- Problem: Print the data below line for line, unchanged, and omit the pictures.

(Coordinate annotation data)
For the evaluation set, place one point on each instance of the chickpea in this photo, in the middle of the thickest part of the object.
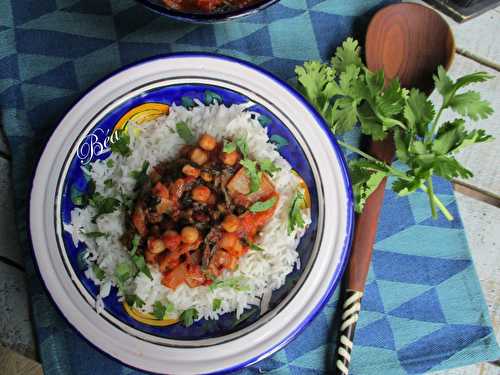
(189, 170)
(231, 223)
(189, 235)
(230, 158)
(201, 194)
(228, 240)
(155, 245)
(207, 142)
(206, 176)
(199, 156)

- The output:
For the evaluation set, place one point on each instance of the chickpea in this photo, in the middle of the thickest part of the object.
(189, 170)
(231, 223)
(189, 235)
(230, 158)
(201, 194)
(228, 240)
(155, 245)
(207, 142)
(206, 176)
(199, 156)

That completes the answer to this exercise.